ACTIVITY:
From the passage on tomato carotenoid research, list each tomato carotenoid mentioned by name.

TEXT SECTION:
====

"Scientists believe that carotenoids, the pigments that give the red, yellow, and orange colors to some fruits and vegetables, provide the cancer-preventive benefits in tomatoes, but we don't know exactly how it happens," said John Erdman, Professor Emeritus, Department of Food Science and Human Nutrition, Illinois University.
The researchers will use isotopic labeling of three tomato carotenoids with heavier than normal carbon atoms which will allow tracking of the tomato components' absorption and metabolism in the body.
“We use the tomato cell as a bio-factory to produce stable isotopically labeled tomato carotenoids for human metabolism trials,” Erdman told NutraIngredients-USA.com.
“This tool will allow us to examine tomato carotenoid absorption and metabolism using non-radioactive tracers. This will provide key information about the health aspects of the tomato carotenoids lycopene, phytoene and phytofluene.”

====

INFORMATION PROVIDED:

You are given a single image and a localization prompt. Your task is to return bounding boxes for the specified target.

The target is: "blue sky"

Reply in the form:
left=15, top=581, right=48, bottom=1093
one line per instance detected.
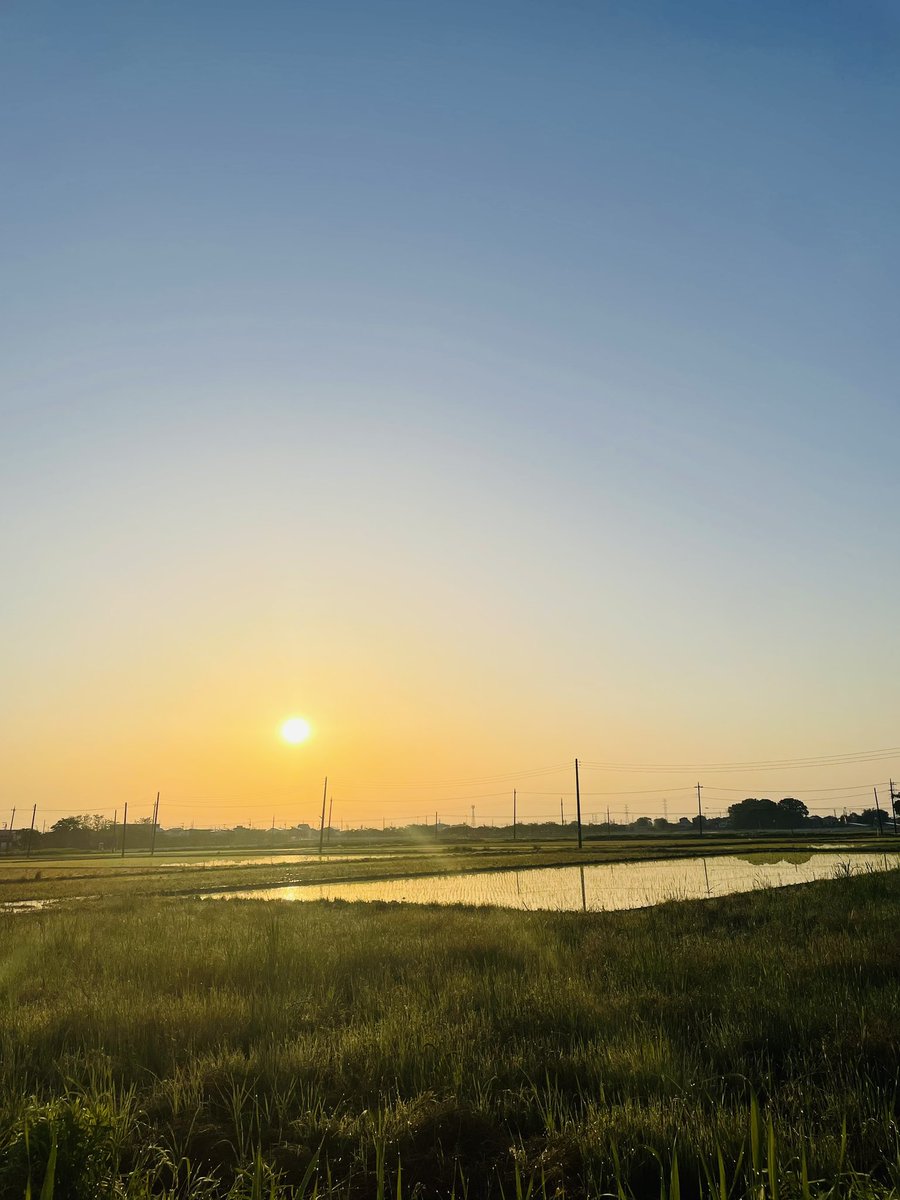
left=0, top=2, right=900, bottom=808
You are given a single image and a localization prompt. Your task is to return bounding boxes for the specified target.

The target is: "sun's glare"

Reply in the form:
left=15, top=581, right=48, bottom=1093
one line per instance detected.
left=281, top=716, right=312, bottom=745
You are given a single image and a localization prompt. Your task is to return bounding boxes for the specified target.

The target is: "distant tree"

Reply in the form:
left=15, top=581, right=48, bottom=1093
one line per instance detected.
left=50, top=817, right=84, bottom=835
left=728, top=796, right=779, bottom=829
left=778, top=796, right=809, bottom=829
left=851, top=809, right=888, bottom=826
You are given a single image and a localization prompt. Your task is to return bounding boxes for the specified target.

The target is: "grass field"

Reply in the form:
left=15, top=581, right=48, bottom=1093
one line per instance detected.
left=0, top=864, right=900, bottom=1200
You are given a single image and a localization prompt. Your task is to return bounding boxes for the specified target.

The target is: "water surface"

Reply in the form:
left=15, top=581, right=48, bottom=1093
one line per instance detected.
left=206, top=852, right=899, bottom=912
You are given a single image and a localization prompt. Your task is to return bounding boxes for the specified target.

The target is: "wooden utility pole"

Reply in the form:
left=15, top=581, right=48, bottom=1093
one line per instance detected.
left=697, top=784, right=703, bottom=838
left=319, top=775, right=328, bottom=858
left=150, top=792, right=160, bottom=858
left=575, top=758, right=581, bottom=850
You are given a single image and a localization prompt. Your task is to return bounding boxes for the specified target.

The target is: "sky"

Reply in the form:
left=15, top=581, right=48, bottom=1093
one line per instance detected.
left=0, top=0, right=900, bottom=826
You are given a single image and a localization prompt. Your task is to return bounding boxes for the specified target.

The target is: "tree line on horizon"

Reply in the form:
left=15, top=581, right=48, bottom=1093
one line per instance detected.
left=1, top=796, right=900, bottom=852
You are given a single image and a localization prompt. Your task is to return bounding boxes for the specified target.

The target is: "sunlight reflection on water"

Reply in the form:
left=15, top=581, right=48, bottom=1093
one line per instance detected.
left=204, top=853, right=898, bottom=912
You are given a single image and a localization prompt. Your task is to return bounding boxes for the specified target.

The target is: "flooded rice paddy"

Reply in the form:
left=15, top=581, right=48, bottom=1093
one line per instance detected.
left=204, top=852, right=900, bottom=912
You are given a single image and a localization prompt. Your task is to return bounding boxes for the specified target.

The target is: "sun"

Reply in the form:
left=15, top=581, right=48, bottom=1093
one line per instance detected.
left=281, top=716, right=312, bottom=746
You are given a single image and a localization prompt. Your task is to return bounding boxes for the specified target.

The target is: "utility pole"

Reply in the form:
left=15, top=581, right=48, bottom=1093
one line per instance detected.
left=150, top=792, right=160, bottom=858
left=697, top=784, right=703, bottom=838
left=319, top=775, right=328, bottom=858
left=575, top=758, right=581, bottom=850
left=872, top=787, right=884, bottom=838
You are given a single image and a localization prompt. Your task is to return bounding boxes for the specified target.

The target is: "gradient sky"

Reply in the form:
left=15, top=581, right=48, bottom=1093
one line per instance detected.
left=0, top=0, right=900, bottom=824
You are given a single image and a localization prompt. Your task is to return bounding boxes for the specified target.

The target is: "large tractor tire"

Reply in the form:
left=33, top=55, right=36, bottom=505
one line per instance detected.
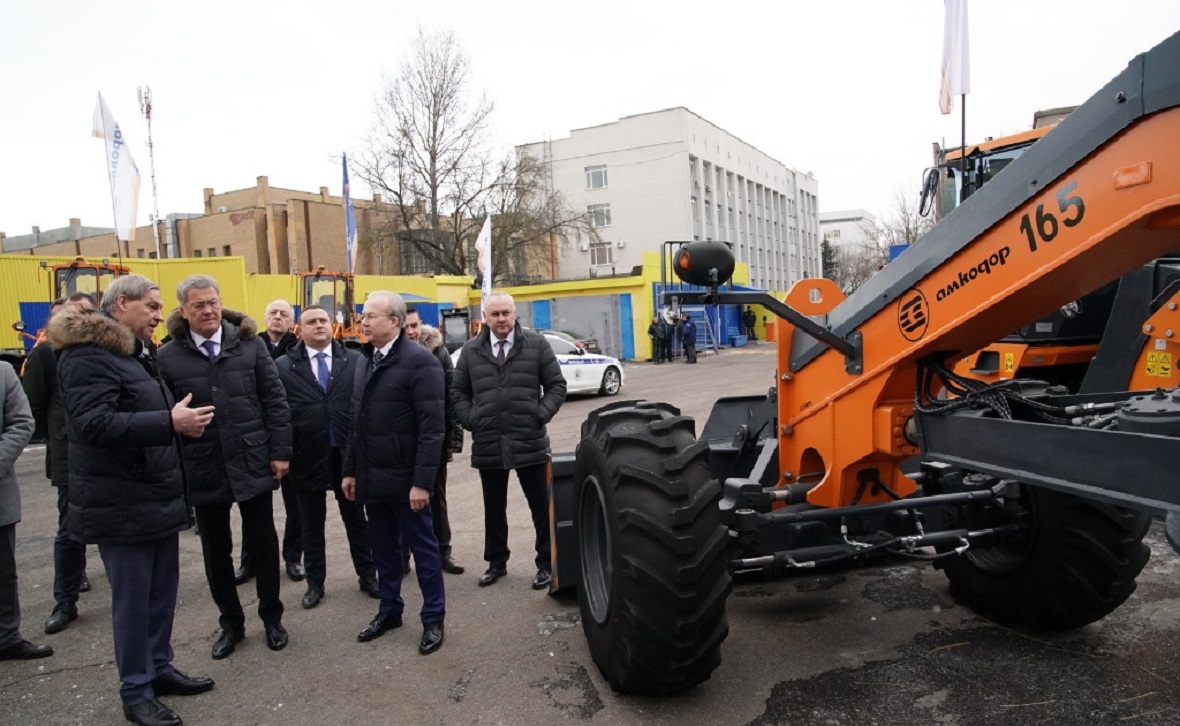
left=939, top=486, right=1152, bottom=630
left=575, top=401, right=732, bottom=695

====

WRITTEN ANSWER:
Lycopene, phytoene, phytofluene